• _To-do list_:
• a. Using the Father's Day passage, explain why its author considers the commandments to keep the Sabbath holy and to honor your mother and father so important to biblical morality.
• b. From the Father's Day passage, pull out word for word the stretch from "Reform-minded activists, mostly" through "as Father’s Day.".

• _Text to read_:
_ _ _

Reform-minded activists, mostly women, launched various efforts to establish a day to honor fatherhood, but with limited success. That all changed in the late 1930s when the New York Associated Men’s Wear Retailers swung into action. Ad campaigns and Father’s Day sales created a card-sending, gift-giving holiday. Eventually government caught up with commerce. In 1972 Richard Nixon signed legislation officially designating the third Sunday of June as Father’s Day.

R.R. Reno Given this history I’m inclined toward a bit of skepticism about Father’s Day. In a sour moment you might find me saying that Father’s Day is to neckties what St. Patrick’s Day is to beer. But there’s a sweet side as well. Like Mother’s Day, Father’s Day provides an opportunity to fulfill one of the most joyful of the Ten Commandments: honor your mother and father.

By joyful I mean more than Hallmark sentimentality, which Father’s Day of course can descend into. The Decalogue is dominated by don’ts. Don’t worship other gods. Don’t murder. Don’t lie. Don’t commit adultery or covet. But in the middle we find two happy do’s: keep the Sabbath holy and honor your mother and father. These positive commandments play a very important role in the biblical vision of morality. They encourage us to obey the prohibitions because our hearts are otherwise occupied rather than relying on self-discipline.

_ _ _

• _Stored items_:

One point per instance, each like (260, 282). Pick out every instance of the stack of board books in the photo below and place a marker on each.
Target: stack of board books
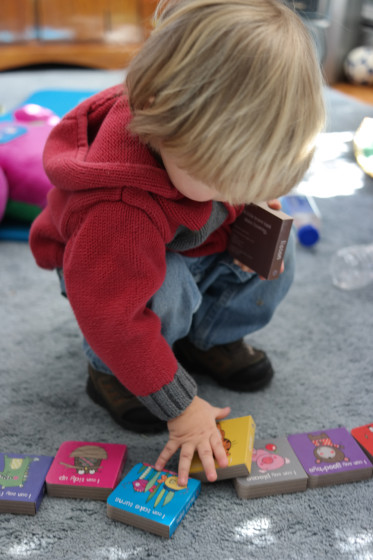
(22, 482)
(308, 460)
(152, 500)
(86, 470)
(238, 439)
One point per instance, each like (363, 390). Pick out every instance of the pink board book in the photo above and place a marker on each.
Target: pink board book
(86, 470)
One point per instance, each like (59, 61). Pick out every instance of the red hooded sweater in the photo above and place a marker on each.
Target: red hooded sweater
(111, 216)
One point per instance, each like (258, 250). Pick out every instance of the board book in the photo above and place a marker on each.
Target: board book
(275, 469)
(364, 437)
(152, 500)
(86, 470)
(22, 482)
(238, 440)
(330, 457)
(259, 238)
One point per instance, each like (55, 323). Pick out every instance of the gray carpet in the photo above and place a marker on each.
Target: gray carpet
(320, 343)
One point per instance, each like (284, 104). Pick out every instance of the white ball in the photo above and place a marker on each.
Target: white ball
(358, 66)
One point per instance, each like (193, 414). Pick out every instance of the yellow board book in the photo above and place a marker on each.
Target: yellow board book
(238, 438)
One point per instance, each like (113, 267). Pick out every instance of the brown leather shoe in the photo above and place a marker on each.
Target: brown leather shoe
(235, 365)
(105, 389)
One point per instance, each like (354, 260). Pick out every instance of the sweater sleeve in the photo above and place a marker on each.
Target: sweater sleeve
(113, 264)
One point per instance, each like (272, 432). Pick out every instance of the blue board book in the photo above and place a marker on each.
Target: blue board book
(152, 500)
(22, 482)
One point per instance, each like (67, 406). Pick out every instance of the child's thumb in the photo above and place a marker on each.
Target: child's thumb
(222, 412)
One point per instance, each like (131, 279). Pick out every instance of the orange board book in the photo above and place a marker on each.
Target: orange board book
(238, 438)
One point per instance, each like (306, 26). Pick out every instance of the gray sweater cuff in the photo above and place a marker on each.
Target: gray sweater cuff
(170, 401)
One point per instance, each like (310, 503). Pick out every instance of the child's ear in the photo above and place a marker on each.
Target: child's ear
(150, 102)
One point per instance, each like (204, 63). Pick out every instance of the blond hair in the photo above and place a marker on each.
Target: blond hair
(233, 89)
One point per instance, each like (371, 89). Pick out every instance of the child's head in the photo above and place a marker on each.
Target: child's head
(233, 90)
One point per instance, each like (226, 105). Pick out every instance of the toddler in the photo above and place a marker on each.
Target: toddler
(220, 108)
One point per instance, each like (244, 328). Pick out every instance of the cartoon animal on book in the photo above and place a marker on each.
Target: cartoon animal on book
(87, 459)
(267, 459)
(325, 450)
(24, 184)
(15, 471)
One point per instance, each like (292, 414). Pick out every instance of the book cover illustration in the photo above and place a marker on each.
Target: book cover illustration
(275, 469)
(330, 457)
(238, 439)
(22, 479)
(364, 437)
(86, 470)
(152, 500)
(259, 238)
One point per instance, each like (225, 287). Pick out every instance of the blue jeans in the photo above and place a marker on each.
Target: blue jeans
(213, 301)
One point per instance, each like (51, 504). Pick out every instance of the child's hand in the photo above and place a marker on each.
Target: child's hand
(195, 430)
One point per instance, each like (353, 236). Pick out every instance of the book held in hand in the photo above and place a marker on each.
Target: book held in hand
(86, 470)
(275, 469)
(259, 238)
(238, 439)
(22, 482)
(152, 500)
(330, 457)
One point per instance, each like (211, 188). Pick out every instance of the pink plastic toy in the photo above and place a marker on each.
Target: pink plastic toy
(23, 182)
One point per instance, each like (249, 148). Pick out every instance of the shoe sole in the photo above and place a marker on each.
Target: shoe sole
(253, 386)
(157, 427)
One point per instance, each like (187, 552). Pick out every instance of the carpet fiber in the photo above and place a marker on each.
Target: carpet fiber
(320, 343)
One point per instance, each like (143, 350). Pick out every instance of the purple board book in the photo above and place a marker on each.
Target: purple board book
(330, 456)
(22, 482)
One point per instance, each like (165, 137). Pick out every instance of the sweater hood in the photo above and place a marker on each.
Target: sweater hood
(92, 148)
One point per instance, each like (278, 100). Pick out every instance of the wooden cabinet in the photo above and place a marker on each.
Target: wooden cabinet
(93, 33)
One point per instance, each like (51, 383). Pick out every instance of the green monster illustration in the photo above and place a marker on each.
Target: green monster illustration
(15, 471)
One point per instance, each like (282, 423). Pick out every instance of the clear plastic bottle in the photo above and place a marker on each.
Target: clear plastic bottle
(307, 217)
(352, 267)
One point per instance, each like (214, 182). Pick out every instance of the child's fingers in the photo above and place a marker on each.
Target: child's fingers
(207, 460)
(169, 449)
(219, 451)
(185, 459)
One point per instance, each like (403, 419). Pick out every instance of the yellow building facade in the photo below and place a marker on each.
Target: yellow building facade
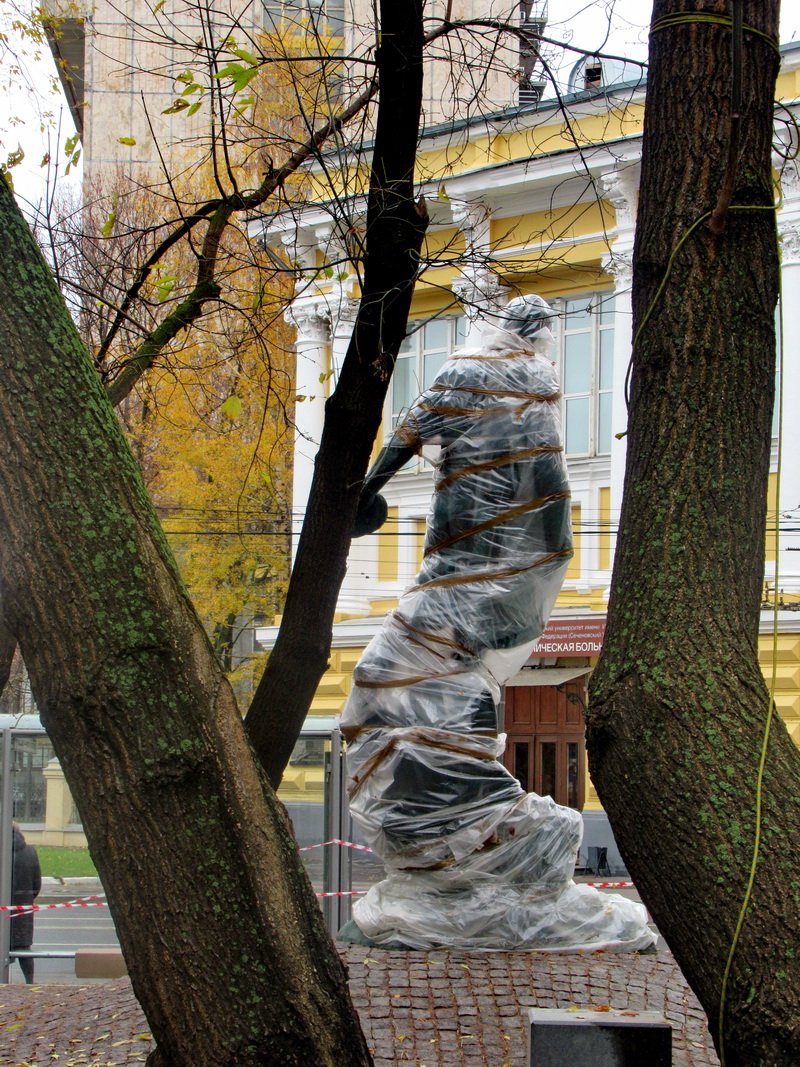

_ _ _

• _Worked answers_:
• a. They are the two positive commands, the "do's" in a Decalogue mostly made up of "don'ts." The passage says they help people keep the prohibitions because their hearts are already occupied with good things, so they do not have to rely on self-discipline.

• b.
Reform-minded activists, mostly women, launched various efforts to establish a day to honor fatherhood, but with limited success. That all changed in the late 1930s when the New York Associated Men’s Wear Retailers swung into action. Ad campaigns and Father’s Day sales created a card-sending, gift-giving holiday. Eventually government caught up with commerce. In 1972 Richard Nixon signed legislation officially designating the third Sunday of June as Father’s Day.